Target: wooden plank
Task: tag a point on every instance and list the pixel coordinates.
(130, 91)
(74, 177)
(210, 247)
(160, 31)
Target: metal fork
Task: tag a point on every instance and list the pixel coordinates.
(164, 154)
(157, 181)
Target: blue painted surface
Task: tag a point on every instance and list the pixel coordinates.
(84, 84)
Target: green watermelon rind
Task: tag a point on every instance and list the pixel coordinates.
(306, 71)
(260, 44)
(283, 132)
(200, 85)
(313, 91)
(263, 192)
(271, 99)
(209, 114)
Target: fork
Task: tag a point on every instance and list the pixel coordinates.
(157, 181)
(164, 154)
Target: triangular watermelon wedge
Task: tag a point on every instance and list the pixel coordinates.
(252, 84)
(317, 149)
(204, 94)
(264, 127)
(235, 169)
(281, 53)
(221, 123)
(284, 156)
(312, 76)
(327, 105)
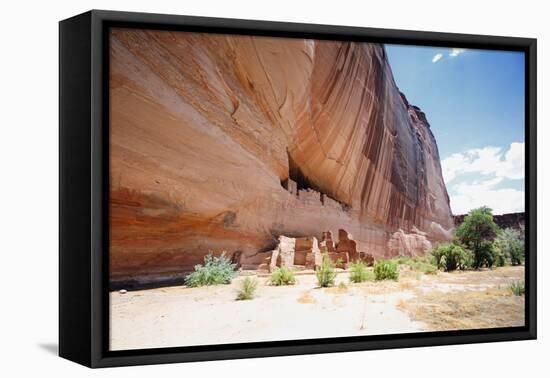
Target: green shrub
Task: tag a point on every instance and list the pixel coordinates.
(518, 288)
(247, 290)
(477, 233)
(510, 245)
(282, 276)
(326, 272)
(499, 256)
(358, 272)
(386, 270)
(215, 271)
(452, 256)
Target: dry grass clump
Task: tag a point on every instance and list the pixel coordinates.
(490, 308)
(306, 298)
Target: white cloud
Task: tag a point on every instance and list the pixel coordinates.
(456, 52)
(487, 161)
(492, 166)
(468, 196)
(437, 58)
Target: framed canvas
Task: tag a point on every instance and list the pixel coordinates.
(235, 188)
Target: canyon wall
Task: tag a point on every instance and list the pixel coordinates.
(225, 142)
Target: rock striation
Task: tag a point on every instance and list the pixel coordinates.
(221, 142)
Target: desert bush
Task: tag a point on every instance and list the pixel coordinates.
(342, 285)
(452, 256)
(386, 270)
(215, 271)
(326, 272)
(282, 276)
(358, 272)
(509, 244)
(477, 233)
(247, 290)
(518, 288)
(499, 255)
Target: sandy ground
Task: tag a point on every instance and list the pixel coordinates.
(180, 316)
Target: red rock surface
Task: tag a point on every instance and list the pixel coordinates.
(226, 142)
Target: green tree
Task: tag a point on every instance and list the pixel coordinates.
(452, 256)
(511, 244)
(477, 233)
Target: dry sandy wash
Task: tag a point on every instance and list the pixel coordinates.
(181, 316)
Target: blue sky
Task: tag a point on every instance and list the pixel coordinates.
(474, 101)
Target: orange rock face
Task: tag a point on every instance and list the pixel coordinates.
(223, 142)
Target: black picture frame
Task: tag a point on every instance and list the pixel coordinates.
(84, 189)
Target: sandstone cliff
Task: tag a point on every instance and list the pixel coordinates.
(227, 142)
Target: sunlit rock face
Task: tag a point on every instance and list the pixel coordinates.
(225, 142)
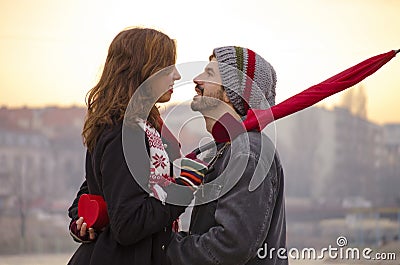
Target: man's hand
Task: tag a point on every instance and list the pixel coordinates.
(192, 173)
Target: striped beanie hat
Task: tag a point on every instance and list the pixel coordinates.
(248, 79)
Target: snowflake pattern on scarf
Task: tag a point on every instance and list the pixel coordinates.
(159, 164)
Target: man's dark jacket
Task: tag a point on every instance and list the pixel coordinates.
(246, 216)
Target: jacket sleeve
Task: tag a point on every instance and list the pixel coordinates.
(133, 214)
(243, 218)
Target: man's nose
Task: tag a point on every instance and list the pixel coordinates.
(177, 75)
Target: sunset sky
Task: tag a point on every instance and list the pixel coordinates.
(51, 51)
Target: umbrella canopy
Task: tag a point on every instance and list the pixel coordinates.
(227, 128)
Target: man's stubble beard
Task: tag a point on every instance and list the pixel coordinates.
(207, 102)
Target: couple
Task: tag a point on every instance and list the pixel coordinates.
(230, 222)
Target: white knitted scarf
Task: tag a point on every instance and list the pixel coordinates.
(159, 162)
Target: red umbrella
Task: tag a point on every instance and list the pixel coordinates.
(258, 119)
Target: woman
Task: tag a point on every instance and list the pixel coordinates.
(140, 223)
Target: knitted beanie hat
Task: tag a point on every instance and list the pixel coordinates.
(248, 79)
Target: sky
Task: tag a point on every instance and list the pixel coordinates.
(52, 51)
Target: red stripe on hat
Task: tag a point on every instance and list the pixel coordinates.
(251, 67)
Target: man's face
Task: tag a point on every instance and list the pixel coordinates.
(208, 88)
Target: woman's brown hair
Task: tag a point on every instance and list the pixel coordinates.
(133, 56)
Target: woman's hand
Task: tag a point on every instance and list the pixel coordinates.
(80, 232)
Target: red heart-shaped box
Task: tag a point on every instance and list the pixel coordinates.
(93, 209)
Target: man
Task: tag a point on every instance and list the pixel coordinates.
(235, 221)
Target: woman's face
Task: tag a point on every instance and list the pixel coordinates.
(163, 83)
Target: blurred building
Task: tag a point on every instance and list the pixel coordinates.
(330, 155)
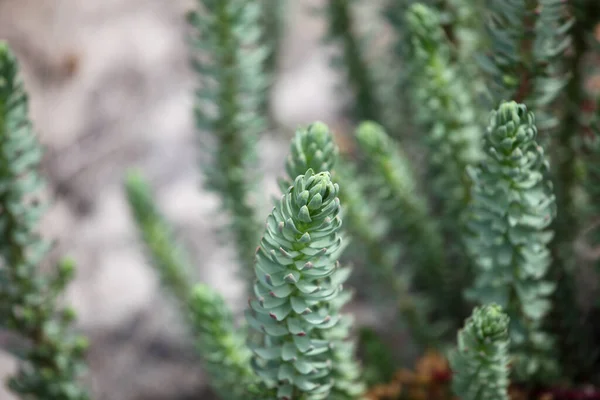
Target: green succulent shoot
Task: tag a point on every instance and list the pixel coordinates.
(299, 295)
(312, 148)
(512, 208)
(480, 365)
(53, 362)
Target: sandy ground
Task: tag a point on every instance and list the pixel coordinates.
(111, 89)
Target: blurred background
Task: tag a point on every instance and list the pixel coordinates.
(110, 89)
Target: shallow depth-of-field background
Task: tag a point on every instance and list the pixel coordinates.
(110, 88)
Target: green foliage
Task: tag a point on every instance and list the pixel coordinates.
(221, 345)
(527, 41)
(298, 296)
(53, 362)
(474, 221)
(312, 148)
(229, 61)
(410, 212)
(512, 208)
(481, 362)
(447, 114)
(169, 259)
(359, 76)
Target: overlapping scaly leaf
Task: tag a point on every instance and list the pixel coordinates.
(229, 60)
(52, 364)
(299, 295)
(527, 43)
(480, 364)
(512, 208)
(446, 110)
(341, 31)
(409, 213)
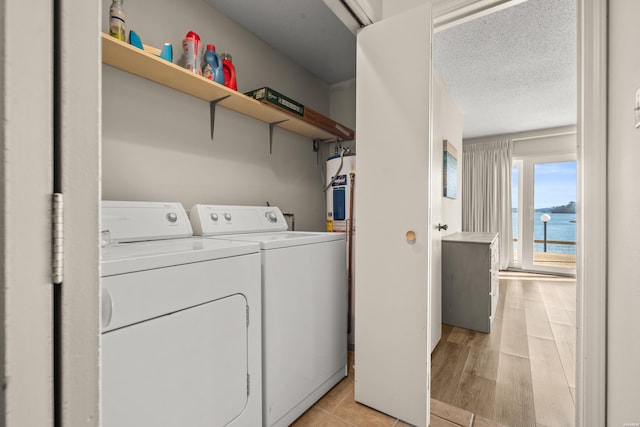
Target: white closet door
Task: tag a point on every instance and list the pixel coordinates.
(393, 125)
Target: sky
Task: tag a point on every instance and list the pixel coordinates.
(554, 184)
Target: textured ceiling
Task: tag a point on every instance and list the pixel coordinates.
(512, 71)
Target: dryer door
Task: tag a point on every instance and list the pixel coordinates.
(188, 368)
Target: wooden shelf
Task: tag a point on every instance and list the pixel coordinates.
(136, 61)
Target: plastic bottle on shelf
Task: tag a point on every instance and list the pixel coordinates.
(116, 20)
(191, 46)
(229, 72)
(212, 67)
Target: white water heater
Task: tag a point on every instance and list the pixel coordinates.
(340, 180)
(340, 189)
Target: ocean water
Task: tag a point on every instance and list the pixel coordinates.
(560, 228)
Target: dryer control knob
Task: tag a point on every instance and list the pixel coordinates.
(271, 216)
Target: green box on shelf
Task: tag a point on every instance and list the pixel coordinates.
(278, 99)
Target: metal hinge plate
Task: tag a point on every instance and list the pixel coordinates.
(57, 220)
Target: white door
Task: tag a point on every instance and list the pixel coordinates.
(394, 238)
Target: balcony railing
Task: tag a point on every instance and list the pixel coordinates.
(559, 253)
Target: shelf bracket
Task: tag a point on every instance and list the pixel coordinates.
(212, 111)
(271, 126)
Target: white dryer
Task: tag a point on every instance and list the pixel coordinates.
(181, 322)
(304, 309)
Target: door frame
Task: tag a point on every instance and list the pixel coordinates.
(26, 159)
(591, 268)
(526, 226)
(591, 272)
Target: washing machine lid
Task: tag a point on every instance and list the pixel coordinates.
(122, 258)
(216, 220)
(286, 239)
(126, 221)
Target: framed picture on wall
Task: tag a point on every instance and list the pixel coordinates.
(449, 170)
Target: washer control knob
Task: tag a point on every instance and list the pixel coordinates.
(172, 217)
(271, 216)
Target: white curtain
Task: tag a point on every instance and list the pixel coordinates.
(486, 193)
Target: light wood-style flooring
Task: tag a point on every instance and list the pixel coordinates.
(523, 372)
(338, 408)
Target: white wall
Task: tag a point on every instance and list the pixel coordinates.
(623, 369)
(156, 141)
(394, 7)
(448, 125)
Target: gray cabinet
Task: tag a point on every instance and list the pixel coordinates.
(470, 280)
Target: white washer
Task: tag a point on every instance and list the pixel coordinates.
(304, 309)
(181, 322)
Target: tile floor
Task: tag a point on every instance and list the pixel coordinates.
(339, 409)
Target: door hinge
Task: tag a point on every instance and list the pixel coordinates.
(57, 220)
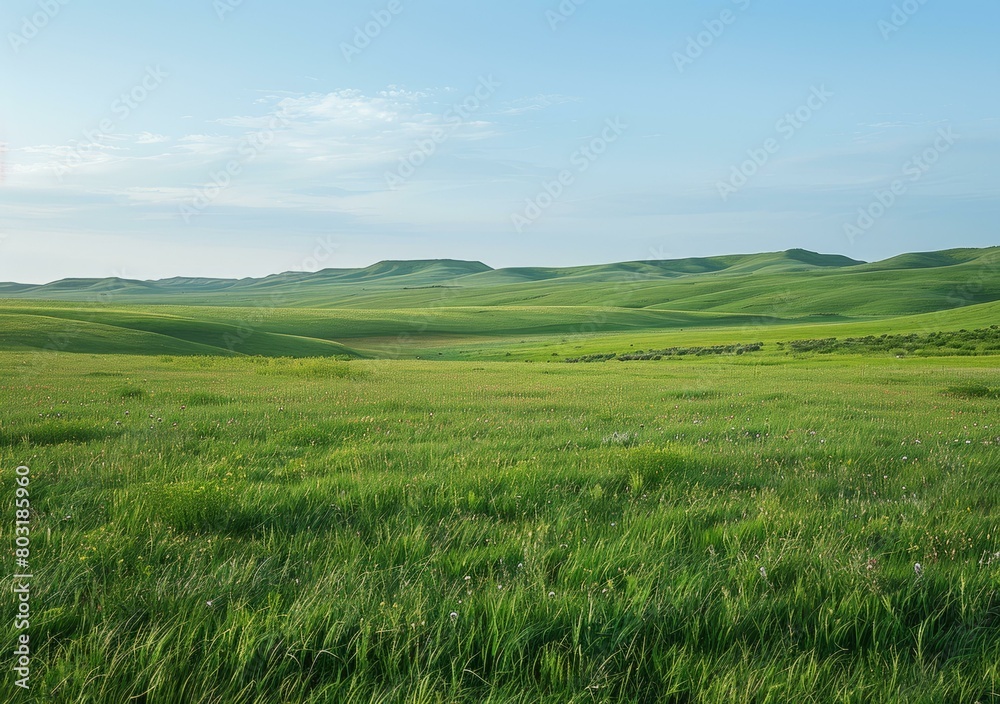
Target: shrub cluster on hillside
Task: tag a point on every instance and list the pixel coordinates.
(642, 355)
(983, 341)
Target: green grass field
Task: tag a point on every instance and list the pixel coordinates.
(263, 503)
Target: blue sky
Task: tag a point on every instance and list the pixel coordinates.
(228, 138)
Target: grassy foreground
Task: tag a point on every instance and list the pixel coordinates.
(705, 530)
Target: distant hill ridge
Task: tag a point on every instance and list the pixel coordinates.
(739, 283)
(446, 269)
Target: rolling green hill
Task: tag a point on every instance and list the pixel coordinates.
(453, 308)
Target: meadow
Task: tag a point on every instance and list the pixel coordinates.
(698, 529)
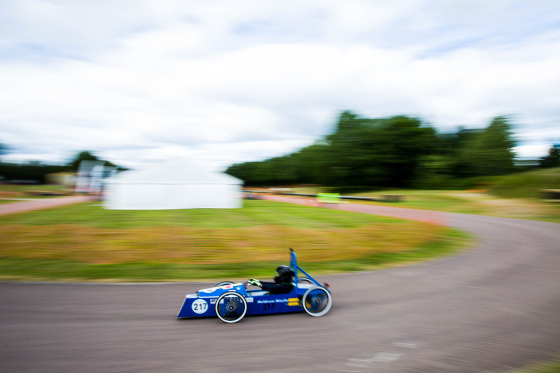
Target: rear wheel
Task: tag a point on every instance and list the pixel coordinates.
(231, 307)
(317, 301)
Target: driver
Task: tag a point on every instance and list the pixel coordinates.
(282, 281)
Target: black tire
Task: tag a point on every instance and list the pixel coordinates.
(231, 307)
(224, 283)
(317, 301)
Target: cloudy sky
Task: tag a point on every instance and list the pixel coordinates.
(232, 81)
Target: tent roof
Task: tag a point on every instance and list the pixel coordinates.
(176, 171)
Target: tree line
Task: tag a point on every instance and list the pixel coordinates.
(399, 151)
(36, 172)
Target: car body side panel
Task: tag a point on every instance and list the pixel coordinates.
(202, 304)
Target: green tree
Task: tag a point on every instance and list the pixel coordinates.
(74, 164)
(489, 152)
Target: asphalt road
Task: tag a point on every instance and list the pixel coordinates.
(493, 308)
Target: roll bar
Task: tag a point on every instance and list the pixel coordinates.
(295, 267)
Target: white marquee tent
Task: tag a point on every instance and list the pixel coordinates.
(175, 184)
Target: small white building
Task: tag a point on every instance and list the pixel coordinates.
(175, 184)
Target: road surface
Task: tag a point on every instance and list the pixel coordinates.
(493, 308)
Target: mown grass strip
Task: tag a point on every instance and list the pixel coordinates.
(86, 242)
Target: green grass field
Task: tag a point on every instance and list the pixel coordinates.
(87, 242)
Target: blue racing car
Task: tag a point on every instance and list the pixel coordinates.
(232, 301)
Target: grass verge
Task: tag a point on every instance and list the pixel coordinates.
(84, 242)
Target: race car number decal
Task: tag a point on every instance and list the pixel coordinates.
(199, 306)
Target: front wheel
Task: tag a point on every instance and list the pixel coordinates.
(231, 307)
(317, 301)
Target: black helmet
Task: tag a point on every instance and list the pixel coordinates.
(285, 274)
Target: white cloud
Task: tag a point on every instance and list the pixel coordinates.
(143, 80)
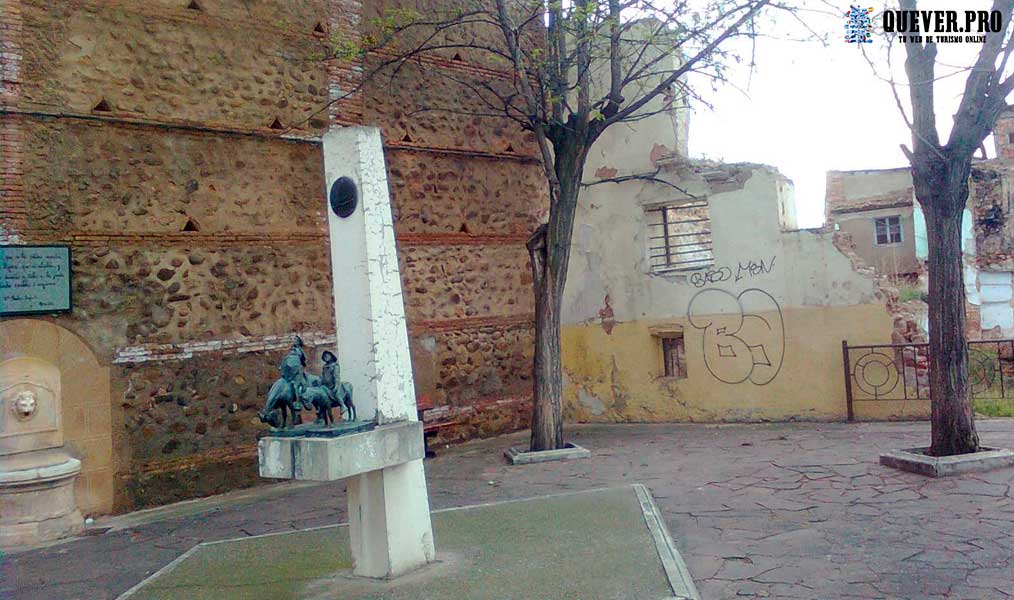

+===+

Problem to work on
Pick out each line above that contains the word "umbrella", and copy those lines.

Response for this exercise
Target: umbrella canopy
Target: red umbrella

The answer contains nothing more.